#### SET TASK
From the records below, pull out every line that contains the word "front" and list those lines.

Object pointing dataset rows
* Begin *
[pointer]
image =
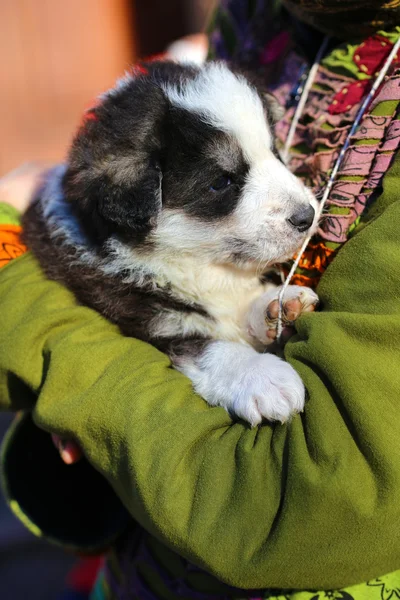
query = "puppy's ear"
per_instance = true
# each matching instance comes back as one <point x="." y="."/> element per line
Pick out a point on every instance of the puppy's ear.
<point x="114" y="177"/>
<point x="275" y="111"/>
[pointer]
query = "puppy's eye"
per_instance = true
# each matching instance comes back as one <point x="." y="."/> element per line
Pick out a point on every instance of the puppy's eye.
<point x="221" y="183"/>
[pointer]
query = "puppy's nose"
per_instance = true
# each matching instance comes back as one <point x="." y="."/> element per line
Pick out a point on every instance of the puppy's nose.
<point x="303" y="218"/>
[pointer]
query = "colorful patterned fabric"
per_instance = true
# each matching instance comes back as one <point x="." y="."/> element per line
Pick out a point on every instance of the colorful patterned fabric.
<point x="349" y="18"/>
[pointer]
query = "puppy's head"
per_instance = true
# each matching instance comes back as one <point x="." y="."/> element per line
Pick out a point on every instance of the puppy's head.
<point x="181" y="160"/>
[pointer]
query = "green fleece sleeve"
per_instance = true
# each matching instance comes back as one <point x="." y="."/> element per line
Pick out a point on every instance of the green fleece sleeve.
<point x="314" y="504"/>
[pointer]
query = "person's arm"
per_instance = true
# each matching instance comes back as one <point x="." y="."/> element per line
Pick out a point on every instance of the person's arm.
<point x="311" y="504"/>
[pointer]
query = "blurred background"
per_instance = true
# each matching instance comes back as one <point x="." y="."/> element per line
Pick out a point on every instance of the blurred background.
<point x="55" y="58"/>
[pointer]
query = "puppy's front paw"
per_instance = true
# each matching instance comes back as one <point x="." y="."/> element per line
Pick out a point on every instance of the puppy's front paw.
<point x="269" y="389"/>
<point x="262" y="318"/>
<point x="247" y="384"/>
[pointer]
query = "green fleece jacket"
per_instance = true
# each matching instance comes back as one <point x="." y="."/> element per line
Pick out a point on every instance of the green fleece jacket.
<point x="311" y="504"/>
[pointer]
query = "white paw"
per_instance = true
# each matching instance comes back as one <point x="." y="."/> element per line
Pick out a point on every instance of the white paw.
<point x="249" y="385"/>
<point x="262" y="318"/>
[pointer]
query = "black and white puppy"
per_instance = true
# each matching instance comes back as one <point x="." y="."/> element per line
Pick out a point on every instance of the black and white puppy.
<point x="172" y="203"/>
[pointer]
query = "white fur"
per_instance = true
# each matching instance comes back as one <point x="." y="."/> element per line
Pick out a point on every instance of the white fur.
<point x="227" y="101"/>
<point x="251" y="385"/>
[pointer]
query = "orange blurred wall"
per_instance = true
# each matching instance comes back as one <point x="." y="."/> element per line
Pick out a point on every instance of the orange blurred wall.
<point x="55" y="57"/>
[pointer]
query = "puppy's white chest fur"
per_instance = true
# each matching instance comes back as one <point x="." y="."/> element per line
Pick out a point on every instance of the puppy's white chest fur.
<point x="223" y="291"/>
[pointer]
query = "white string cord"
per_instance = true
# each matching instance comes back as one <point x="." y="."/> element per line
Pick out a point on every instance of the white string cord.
<point x="303" y="99"/>
<point x="334" y="172"/>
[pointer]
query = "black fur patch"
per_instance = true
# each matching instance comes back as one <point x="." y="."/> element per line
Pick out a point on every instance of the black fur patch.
<point x="130" y="307"/>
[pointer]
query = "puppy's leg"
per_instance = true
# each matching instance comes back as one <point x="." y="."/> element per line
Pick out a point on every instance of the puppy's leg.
<point x="250" y="385"/>
<point x="262" y="317"/>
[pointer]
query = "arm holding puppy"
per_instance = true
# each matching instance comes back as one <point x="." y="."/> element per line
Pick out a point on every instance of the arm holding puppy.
<point x="300" y="505"/>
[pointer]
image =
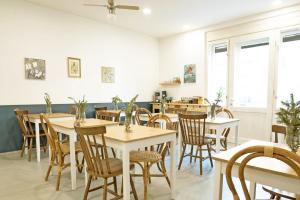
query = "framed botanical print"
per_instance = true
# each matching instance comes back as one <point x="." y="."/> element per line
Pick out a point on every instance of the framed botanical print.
<point x="74" y="67"/>
<point x="108" y="74"/>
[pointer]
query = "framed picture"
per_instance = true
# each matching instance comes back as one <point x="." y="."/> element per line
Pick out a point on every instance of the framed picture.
<point x="74" y="67"/>
<point x="190" y="73"/>
<point x="108" y="74"/>
<point x="35" y="69"/>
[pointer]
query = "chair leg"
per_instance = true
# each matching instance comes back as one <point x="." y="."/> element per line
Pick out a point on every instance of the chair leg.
<point x="209" y="154"/>
<point x="133" y="188"/>
<point x="105" y="189"/>
<point x="181" y="157"/>
<point x="200" y="149"/>
<point x="87" y="188"/>
<point x="191" y="155"/>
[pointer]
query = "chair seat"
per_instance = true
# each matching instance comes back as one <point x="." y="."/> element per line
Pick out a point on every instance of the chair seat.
<point x="65" y="147"/>
<point x="280" y="193"/>
<point x="145" y="156"/>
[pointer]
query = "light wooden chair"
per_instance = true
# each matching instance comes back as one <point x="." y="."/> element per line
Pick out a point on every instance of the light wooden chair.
<point x="276" y="193"/>
<point x="98" y="165"/>
<point x="145" y="159"/>
<point x="59" y="150"/>
<point x="193" y="134"/>
<point x="226" y="131"/>
<point x="288" y="157"/>
<point x="139" y="112"/>
<point x="28" y="133"/>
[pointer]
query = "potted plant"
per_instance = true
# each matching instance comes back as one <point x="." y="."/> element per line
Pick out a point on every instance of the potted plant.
<point x="48" y="103"/>
<point x="215" y="104"/>
<point x="290" y="116"/>
<point x="80" y="106"/>
<point x="115" y="101"/>
<point x="128" y="113"/>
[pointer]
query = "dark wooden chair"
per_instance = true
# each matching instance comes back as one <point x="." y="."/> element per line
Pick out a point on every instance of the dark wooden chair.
<point x="100" y="165"/>
<point x="28" y="133"/>
<point x="59" y="150"/>
<point x="193" y="134"/>
<point x="288" y="157"/>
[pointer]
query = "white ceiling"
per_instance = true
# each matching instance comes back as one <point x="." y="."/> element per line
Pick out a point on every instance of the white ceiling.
<point x="168" y="16"/>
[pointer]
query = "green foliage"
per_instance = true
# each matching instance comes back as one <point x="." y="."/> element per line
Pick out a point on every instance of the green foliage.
<point x="130" y="105"/>
<point x="290" y="114"/>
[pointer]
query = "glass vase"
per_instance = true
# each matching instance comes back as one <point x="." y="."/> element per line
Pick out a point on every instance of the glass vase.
<point x="293" y="137"/>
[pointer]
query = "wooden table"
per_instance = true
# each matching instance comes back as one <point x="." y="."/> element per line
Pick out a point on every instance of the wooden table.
<point x="67" y="127"/>
<point x="263" y="170"/>
<point x="140" y="137"/>
<point x="35" y="118"/>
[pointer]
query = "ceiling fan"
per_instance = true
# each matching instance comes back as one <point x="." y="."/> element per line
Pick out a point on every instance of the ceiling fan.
<point x="111" y="6"/>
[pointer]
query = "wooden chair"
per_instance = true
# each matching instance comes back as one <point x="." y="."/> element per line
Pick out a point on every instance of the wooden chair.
<point x="145" y="159"/>
<point x="288" y="157"/>
<point x="28" y="133"/>
<point x="98" y="165"/>
<point x="226" y="131"/>
<point x="276" y="193"/>
<point x="193" y="134"/>
<point x="110" y="116"/>
<point x="139" y="112"/>
<point x="59" y="150"/>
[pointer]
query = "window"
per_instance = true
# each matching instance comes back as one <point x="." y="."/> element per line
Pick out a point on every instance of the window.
<point x="217" y="72"/>
<point x="289" y="67"/>
<point x="250" y="88"/>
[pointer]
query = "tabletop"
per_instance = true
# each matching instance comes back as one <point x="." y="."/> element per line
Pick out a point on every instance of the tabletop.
<point x="89" y="123"/>
<point x="118" y="133"/>
<point x="267" y="164"/>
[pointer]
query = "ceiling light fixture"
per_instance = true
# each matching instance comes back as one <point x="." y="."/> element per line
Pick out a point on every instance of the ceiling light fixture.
<point x="276" y="2"/>
<point x="147" y="11"/>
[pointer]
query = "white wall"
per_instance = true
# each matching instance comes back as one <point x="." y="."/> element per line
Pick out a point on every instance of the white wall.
<point x="29" y="30"/>
<point x="177" y="51"/>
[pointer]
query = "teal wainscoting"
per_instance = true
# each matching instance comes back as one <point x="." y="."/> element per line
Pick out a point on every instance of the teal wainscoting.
<point x="10" y="133"/>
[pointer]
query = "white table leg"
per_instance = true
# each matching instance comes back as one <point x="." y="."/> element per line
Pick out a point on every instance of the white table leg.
<point x="218" y="140"/>
<point x="252" y="190"/>
<point x="218" y="181"/>
<point x="126" y="173"/>
<point x="173" y="168"/>
<point x="236" y="139"/>
<point x="37" y="141"/>
<point x="72" y="160"/>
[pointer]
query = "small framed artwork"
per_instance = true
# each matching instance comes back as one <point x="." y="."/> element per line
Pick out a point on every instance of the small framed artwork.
<point x="74" y="67"/>
<point x="190" y="73"/>
<point x="108" y="74"/>
<point x="35" y="69"/>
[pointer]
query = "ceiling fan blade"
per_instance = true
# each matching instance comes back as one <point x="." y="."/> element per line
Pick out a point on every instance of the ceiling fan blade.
<point x="88" y="4"/>
<point x="127" y="7"/>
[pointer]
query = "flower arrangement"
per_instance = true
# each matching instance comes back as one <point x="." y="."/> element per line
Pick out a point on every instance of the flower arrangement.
<point x="81" y="106"/>
<point x="48" y="103"/>
<point x="128" y="113"/>
<point x="115" y="101"/>
<point x="290" y="116"/>
<point x="215" y="104"/>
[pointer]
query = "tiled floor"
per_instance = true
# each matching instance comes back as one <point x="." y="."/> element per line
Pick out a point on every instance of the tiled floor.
<point x="23" y="180"/>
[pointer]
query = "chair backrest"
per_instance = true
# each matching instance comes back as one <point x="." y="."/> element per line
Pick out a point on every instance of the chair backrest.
<point x="176" y="110"/>
<point x="159" y="119"/>
<point x="108" y="115"/>
<point x="139" y="112"/>
<point x="288" y="157"/>
<point x="23" y="121"/>
<point x="228" y="114"/>
<point x="192" y="128"/>
<point x="51" y="134"/>
<point x="96" y="156"/>
<point x="278" y="129"/>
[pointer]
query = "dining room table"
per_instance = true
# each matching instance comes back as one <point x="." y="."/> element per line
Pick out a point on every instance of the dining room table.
<point x="53" y="117"/>
<point x="263" y="170"/>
* End *
#### WORKED ANSWER
query = "puppy's front paw"
Pick out a point on every instance of the puppy's front paw.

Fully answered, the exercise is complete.